# Moving Heavy Objects, Any Tips ??



## LoneStar (May 18, 2012)

I had my eye out for a deal on a big air compressor. Found one today at an estate sale. Champion 80 gallon Two Stage 5HP for $350. Its a $2,000 unit!
Well heres the problem. The thing is something like 600 lbs. I think 550 lbs of that is on top... No problem rolling it to my trailer, me and 2 guys tilt it down, not too much hassle. Trailer it home, slide it halfway off the trailer... so far so good.. Tilt it down, base touching the ground, no problems..... get on the trailer and try to lift it upright.... now I have a problem.... I'm not just giving it all I got, but I'm 3/4ths there and this thing hasnt budged an inch....
I spend an hour trying this and that, finally decide I better give up before I rupture a disk.
My steal of a deal is still sitting on the trailer... Any ideas on getting it to an upright position ? I dont have heavy equipment, its gonna be a sore back and southern engineering.


----------



## Mike1950 (May 18, 2012)

Probably a furniture dolly from a rental and 3 friends. Stand it up in its final destination with a come-a-long and the rafters after you support the rafters.


----------



## Kevin (May 18, 2012)

Dolly and chain hoist sound good, but worse case scenario remove the motor and the pump. They are both manageable once removed. Re-install once the tank is secured to the foundation. This isn't the preferred method but it'll definitely work if you cannot secure a hoist, or a couple of high school offensive lineman. 

I have a 80g 7.5 HP 2 stage and I dealt with it easily. With my skid steer. Sorry that wasn't fair. 

:rofl2:


----------



## LoneStar (May 18, 2012)

Thanks for the thoughts. I think I'm going to use a Hi-Lift jack (tractor jack). Have to find something stout to hitch a cable to, run the cable to the base of the jack and rig it up as a comealong. Tilt it off the end of the trailer, use the jack to winch it up from there, brace it with boards as it comes up and have a safety rope coming off the back of it thats just long enough to let it come upright without overtipping.
Whew, that sure *sounds* easy... 
May just sit on the trailer for another day or two !
I hope I dont do any damage having it sit horizontal ?
Most of the oil starting draining out the top when we laid it down, so I know I got to top it off again. Probably needed a oil change anyhow.


----------



## LoneStar (May 18, 2012)

Although now I read Kevins post, it sounds like he was volunterring to come to Dallas with a skid steer ?
Thanks Kevin !
That'll make it a lot easier :rofl2:


----------



## DKMD (May 18, 2012)

Lift with your legs and not with your back?:i_dunno:


----------



## Dane Fuller (May 18, 2012)

Hire somebody.


----------



## LoneStar (May 18, 2012)

Dane Fuller said:


> Hire somebody.



I wish.


----------



## drycreek (May 18, 2012)

Dataset records on object locations:

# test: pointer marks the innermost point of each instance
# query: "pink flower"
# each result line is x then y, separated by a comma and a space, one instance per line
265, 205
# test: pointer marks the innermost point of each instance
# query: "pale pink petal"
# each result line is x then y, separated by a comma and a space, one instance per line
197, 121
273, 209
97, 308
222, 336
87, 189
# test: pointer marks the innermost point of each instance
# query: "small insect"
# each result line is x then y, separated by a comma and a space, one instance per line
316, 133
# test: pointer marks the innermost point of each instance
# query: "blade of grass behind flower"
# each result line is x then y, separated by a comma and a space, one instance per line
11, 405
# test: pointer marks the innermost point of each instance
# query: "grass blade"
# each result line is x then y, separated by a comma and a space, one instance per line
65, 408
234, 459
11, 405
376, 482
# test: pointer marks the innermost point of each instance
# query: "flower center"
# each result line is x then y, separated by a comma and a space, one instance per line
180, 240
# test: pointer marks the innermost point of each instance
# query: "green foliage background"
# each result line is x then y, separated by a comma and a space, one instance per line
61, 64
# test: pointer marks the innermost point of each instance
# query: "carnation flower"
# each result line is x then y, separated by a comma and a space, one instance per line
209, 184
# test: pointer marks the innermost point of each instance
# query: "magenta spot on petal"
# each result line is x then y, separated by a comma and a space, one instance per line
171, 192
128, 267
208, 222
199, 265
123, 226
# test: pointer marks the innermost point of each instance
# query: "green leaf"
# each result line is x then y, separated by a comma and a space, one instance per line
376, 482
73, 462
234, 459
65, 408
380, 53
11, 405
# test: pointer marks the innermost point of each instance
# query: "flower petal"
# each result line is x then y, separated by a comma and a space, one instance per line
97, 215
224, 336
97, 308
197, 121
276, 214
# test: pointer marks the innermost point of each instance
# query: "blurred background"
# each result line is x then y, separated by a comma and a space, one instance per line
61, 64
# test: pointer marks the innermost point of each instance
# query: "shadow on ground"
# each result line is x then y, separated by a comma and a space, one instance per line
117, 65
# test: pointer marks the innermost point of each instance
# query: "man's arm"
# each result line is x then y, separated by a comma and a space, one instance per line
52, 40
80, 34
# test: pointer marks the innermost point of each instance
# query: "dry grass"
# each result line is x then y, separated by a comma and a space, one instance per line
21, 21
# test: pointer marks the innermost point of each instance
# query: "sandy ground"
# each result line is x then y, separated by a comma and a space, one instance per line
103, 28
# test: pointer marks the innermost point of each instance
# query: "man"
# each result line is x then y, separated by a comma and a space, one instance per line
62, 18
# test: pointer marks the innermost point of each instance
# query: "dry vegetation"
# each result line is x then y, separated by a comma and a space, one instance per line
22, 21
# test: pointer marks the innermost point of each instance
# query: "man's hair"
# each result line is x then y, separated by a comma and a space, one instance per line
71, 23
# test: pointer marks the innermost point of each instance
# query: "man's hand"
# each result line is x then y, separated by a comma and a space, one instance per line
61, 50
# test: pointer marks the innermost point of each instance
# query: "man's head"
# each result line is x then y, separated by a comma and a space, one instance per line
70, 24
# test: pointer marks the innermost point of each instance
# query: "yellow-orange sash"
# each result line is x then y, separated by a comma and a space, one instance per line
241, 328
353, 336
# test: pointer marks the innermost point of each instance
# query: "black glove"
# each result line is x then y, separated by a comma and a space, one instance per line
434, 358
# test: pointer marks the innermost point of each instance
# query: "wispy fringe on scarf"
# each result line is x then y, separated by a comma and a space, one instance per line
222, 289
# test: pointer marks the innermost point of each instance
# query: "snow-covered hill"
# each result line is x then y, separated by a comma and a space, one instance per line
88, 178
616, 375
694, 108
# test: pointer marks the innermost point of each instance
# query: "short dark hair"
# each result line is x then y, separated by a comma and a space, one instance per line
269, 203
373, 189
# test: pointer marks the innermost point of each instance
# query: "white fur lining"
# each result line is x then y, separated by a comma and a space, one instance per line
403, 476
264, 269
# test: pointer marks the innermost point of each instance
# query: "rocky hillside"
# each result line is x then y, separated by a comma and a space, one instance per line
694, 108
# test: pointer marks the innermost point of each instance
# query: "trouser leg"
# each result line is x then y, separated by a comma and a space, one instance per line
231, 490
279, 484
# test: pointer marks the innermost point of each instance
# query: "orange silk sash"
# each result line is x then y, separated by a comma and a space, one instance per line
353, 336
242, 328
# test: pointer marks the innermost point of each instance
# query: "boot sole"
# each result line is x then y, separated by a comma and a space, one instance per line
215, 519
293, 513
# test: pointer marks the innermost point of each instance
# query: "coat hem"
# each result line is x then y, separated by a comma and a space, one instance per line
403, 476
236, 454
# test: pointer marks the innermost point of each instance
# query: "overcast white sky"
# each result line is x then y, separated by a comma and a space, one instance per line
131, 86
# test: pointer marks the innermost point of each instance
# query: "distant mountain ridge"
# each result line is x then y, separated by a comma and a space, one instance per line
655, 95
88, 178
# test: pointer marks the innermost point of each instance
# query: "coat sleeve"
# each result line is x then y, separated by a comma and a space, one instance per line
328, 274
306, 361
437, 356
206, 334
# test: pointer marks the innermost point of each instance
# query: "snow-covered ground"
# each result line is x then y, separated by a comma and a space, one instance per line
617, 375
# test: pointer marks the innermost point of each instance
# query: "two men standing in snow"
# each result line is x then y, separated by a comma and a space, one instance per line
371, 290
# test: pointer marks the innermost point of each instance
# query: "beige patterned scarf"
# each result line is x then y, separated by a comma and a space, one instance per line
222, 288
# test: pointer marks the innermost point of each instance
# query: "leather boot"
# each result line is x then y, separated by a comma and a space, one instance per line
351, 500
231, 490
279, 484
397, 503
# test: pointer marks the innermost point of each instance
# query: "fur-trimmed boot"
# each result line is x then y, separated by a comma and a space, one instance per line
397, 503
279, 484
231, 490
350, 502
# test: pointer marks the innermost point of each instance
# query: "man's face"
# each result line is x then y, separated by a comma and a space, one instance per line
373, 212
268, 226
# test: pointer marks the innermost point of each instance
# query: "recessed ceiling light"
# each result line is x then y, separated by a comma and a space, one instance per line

- [TO-DO LIST]:
a) According to the air compressor thread, why does LoneStar have to top off the compressor's oil again? Answer in one to three sentences.
b) Write the next part of the air compressor thread, beginning with the post from drycreek.

- [IN RESPONSE]:
a) Most of the oil started draining out the top when they laid the compressor down.

b)
It will be Monday before I can post a pic, but I had a piece made to go in my reciever hitch that works with a hand winch (could put electric winch) I've used it for everything from skinning a deer to loading a log or two in the back of the truck. You can buy them for around $130.00 but they are light weight only rated up to 4 or 5 hundred lbs the one I had made will lift 900 lbs I know without failing (done that). My neighbor built it and cost was only $120.00 best money I've spent, saves the back a lot and mine's no good to begin with.


----------



## Eagleeye (May 18, 2012)

I have one of the reciever hitch wenches. I have lifted some heavy items. If you can get the back of the truck close enough. I am just south of Dallas. You are welcome to use it if you want. PM me.


----------



## Mike1950 (May 18, 2012)

Rent an engine hoist on wheels pretty cheap and quick- a lot cheaper then an injury-be careful!!!! M


----------



## LoneStar (May 18, 2012)

Appreciate you Eagleeye. I think the plan is a couple guys and the Hi-lift jack as a comealong. 
But I didnt think of the deer cleaning boom, a buddy of mine has one thats pretty stout.


----------



## Vern Tator (May 24, 2012)

I would weigh in on the engine puller. The best way to go. I tipped over my lathe ( a really long story) and it was the savior. I also liked Kevin's idea of stripping off the heavy parts first. You can put them back up with the engine lift.


----------



## davidgiul (May 24, 2012)

Vern Tator said:


> I would weigh in on the engine puller. The best way to go. I tipped over my lathe ( a really long story) and it was the savior. I also liked Kevin's idea of stripping off the heavy parts first. You can put them back up with the engine lift.


I am curious. How did you tip over your lathe? I love bedtime stories especially when they involve someone other than me. The lathe must weigh what 500, 600 lb?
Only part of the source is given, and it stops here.